### INFORMATION SHOWN

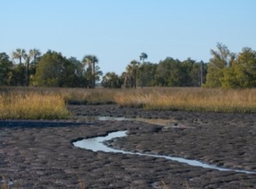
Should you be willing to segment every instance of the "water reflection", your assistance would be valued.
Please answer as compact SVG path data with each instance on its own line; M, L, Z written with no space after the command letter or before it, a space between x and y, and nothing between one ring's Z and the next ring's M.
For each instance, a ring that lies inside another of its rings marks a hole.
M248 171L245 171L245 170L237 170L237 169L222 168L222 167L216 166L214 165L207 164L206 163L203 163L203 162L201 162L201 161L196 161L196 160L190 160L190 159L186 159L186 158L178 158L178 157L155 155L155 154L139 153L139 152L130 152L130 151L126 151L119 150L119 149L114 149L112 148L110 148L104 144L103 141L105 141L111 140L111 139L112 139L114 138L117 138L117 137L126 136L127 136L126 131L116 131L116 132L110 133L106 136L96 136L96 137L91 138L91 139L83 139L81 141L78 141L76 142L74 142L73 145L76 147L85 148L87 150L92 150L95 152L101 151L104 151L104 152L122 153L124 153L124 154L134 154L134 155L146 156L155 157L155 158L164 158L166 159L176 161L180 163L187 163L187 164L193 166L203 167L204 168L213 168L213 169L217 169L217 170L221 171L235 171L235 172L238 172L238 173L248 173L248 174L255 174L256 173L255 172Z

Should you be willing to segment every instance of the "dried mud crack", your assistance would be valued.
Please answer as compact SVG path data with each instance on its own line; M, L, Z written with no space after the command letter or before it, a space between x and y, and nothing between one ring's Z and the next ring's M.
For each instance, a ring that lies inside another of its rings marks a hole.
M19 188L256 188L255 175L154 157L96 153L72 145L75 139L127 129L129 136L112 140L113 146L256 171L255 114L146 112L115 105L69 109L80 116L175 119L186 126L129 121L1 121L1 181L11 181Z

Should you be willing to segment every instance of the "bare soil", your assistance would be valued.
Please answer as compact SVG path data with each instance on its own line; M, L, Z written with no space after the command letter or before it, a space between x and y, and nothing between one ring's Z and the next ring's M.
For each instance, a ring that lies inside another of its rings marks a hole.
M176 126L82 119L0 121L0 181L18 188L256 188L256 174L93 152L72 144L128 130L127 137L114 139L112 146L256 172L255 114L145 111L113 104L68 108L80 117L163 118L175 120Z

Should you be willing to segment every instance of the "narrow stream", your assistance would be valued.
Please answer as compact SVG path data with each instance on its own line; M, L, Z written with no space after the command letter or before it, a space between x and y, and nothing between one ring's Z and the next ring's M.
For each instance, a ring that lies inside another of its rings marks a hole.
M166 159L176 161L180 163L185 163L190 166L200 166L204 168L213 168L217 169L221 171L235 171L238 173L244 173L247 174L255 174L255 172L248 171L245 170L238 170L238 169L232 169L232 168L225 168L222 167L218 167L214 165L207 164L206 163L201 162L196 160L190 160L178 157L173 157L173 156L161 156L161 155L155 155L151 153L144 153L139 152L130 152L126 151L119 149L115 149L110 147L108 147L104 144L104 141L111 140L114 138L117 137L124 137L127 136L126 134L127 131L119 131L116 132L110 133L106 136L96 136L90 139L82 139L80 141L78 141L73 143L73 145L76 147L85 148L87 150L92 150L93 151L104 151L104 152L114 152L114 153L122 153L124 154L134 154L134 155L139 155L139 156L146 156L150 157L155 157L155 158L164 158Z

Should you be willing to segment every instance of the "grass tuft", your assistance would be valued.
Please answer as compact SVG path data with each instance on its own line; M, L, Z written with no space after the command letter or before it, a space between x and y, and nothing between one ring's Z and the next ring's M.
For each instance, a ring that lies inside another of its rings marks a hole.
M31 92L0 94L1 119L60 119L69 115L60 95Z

### WHAT IS REQUIRED
Report each line above that contains the string "every", copying the line in full. The match is case-sensitive.

### FULL OUTPUT
Should you be willing to segment every instance of the "water reflection", your assistance would be valued.
Should you be willing to segment every instance of the "dried mud crack", your assistance would be valued.
Should you be willing to segment every instance of the "bare soil", your assistance would be valued.
Should you be willing to segment every instance of the "narrow stream", your assistance would be valued.
Should you be willing to segment every instance of the "grass tuft", your assistance would be valued.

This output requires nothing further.